Brief>
Run through the data and copy out every line that mentions the word "tower".
(Beginning of Given records)
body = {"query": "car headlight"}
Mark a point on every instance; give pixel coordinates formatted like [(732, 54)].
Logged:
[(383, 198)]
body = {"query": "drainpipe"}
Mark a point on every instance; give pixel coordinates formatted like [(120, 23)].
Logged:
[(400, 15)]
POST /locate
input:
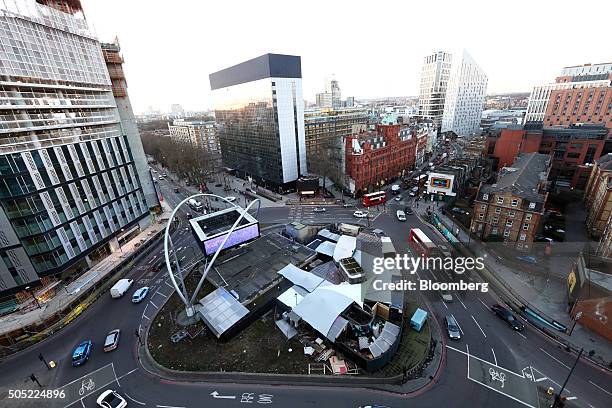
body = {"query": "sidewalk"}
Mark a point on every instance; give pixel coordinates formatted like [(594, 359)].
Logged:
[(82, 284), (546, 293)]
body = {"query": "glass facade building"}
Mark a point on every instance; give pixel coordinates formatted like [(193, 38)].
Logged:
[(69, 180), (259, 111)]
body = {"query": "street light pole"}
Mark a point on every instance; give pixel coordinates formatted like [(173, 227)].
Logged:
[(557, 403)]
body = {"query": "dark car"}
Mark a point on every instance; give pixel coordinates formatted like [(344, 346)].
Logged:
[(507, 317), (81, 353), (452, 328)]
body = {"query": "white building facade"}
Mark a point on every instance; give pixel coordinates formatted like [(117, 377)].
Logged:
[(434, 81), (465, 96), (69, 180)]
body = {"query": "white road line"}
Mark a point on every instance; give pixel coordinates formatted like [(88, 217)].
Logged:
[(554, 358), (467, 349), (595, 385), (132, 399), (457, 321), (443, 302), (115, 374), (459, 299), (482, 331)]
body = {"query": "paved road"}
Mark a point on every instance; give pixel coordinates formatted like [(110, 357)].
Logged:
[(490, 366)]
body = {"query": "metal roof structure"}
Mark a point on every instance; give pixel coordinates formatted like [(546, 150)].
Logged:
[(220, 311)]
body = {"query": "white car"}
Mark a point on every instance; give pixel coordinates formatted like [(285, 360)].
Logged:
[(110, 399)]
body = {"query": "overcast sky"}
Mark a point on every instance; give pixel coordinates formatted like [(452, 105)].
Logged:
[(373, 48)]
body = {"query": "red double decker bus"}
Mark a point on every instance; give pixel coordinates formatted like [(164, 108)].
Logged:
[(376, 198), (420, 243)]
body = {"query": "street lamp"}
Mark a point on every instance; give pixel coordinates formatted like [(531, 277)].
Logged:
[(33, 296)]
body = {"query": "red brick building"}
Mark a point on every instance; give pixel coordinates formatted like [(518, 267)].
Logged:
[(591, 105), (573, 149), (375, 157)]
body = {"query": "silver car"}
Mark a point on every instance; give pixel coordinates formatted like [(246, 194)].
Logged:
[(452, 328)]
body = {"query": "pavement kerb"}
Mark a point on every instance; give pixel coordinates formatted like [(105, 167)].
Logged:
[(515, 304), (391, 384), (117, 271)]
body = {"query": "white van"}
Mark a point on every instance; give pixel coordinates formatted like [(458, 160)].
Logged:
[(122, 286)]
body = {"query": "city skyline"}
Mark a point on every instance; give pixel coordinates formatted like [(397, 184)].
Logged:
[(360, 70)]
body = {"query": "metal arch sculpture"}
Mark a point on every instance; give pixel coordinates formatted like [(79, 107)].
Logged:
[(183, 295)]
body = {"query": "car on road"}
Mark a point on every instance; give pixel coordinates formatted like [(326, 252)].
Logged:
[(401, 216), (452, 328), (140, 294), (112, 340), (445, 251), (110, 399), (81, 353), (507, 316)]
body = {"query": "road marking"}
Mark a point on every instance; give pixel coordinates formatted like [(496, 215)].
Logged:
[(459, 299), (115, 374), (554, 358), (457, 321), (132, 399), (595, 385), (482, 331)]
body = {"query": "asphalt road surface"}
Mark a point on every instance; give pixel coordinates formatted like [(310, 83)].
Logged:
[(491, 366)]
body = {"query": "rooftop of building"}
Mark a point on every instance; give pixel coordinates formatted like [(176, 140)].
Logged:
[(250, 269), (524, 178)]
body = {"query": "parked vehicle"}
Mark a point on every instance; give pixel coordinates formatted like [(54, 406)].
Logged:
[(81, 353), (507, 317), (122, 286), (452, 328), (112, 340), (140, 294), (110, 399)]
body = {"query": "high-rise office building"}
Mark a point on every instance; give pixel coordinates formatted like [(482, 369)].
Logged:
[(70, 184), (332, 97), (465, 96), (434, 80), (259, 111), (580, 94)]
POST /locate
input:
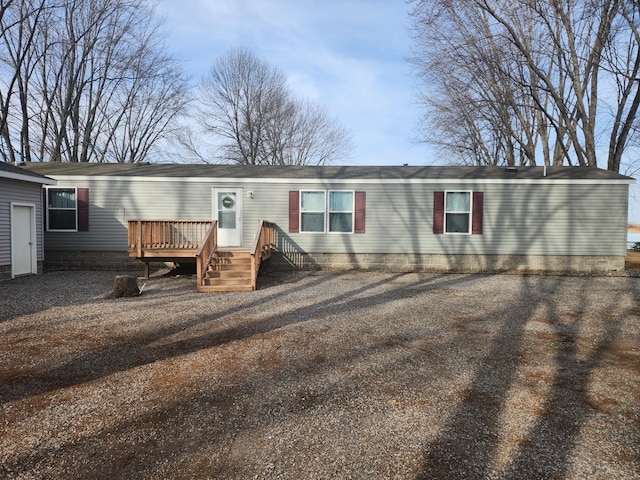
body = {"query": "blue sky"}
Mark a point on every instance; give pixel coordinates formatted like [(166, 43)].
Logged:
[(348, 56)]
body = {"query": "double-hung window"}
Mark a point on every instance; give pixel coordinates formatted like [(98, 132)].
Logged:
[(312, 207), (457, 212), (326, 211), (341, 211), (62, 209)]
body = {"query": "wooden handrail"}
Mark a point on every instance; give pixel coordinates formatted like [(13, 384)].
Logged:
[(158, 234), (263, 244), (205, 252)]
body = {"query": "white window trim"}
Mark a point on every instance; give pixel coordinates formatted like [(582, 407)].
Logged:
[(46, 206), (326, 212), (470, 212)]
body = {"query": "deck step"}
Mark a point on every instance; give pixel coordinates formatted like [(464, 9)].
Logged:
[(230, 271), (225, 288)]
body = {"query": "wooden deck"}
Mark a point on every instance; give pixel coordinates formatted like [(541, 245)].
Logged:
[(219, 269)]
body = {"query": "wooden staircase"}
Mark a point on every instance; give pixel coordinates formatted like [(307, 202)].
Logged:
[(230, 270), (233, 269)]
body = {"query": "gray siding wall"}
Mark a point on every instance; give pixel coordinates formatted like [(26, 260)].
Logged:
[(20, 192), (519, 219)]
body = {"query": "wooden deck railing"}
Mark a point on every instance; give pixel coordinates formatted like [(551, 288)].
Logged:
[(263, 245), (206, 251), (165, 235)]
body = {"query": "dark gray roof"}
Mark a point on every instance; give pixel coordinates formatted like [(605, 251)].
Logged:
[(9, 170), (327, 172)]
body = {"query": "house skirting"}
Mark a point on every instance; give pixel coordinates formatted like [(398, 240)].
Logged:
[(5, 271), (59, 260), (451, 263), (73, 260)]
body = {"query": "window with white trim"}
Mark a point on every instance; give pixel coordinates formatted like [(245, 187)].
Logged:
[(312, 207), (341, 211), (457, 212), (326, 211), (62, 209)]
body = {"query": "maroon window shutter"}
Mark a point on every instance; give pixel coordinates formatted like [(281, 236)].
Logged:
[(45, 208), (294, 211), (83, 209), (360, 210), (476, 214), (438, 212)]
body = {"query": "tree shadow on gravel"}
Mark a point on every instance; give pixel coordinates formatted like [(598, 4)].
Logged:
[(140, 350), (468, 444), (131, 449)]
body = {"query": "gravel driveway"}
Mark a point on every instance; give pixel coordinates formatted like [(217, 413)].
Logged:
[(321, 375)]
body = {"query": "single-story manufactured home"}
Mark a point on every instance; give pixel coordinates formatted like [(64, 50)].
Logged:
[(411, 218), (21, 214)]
(End of Given records)
(Beginning of Given records)
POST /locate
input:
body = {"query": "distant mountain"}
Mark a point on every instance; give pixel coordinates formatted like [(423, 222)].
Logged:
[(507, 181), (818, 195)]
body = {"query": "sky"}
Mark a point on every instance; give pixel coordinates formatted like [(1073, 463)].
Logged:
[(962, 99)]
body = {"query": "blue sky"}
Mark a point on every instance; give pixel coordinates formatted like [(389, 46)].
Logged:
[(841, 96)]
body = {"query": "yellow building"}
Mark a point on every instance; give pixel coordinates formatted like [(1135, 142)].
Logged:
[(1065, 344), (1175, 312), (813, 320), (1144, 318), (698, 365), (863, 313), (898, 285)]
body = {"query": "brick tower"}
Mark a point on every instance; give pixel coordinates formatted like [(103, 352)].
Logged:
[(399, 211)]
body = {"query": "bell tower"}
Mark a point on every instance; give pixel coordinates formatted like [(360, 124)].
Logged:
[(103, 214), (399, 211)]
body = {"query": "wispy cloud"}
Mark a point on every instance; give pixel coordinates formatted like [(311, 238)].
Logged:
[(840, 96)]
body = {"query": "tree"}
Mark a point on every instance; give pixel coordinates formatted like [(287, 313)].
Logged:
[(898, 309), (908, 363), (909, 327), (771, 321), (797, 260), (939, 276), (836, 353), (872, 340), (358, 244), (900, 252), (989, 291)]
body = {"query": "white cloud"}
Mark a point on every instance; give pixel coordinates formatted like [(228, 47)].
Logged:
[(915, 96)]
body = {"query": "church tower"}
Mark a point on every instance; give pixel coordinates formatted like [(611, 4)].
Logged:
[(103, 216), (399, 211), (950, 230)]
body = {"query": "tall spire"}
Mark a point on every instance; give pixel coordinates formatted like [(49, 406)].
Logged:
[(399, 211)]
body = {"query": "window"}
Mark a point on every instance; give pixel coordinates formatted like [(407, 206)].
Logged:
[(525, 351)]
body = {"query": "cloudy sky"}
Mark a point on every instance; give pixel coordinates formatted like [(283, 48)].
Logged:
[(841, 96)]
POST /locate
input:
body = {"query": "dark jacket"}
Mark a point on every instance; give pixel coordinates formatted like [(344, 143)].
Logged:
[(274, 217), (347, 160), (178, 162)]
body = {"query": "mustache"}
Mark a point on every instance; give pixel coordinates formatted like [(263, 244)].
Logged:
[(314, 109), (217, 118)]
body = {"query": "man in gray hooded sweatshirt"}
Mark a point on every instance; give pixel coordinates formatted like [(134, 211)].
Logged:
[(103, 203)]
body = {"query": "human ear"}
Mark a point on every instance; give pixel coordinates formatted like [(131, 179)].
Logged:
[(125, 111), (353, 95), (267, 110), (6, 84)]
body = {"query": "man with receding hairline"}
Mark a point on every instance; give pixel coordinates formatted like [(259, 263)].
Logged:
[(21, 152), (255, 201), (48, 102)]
(End of Given records)
(Beginning of Given records)
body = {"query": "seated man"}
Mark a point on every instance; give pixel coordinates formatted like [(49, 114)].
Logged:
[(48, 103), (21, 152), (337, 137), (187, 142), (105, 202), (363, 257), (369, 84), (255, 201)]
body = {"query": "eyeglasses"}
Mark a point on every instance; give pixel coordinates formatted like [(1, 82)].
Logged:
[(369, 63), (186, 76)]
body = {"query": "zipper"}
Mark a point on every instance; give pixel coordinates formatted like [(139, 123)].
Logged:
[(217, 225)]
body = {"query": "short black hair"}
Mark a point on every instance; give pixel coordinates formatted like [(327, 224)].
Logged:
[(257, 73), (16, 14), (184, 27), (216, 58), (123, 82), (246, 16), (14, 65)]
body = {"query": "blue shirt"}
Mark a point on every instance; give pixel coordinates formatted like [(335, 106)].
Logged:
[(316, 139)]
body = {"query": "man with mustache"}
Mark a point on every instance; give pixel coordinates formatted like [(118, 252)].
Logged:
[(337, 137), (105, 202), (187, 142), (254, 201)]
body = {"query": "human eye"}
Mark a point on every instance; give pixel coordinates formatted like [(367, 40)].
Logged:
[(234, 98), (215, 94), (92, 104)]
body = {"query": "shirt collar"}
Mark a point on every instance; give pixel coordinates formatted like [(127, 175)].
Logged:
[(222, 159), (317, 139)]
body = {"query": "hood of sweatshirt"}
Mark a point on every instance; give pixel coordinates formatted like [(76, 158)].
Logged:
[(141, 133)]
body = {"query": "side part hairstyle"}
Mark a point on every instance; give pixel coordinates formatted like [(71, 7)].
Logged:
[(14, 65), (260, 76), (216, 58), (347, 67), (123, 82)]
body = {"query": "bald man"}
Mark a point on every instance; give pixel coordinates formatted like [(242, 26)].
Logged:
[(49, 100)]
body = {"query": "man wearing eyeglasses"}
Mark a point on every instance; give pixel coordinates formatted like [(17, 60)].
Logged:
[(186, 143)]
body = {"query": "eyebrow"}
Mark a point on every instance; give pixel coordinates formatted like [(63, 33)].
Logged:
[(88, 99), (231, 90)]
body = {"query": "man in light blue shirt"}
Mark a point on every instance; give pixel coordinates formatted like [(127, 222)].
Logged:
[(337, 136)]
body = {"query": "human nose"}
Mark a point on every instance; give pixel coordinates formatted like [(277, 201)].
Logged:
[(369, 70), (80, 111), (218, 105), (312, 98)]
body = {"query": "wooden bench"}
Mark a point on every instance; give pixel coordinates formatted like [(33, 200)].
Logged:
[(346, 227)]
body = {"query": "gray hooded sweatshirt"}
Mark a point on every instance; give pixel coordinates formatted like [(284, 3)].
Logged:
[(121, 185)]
(End of Given records)
Exercise answer>
body = {"query": "brick tower"}
body = {"query": "bell tower"}
body = {"query": "church tower"}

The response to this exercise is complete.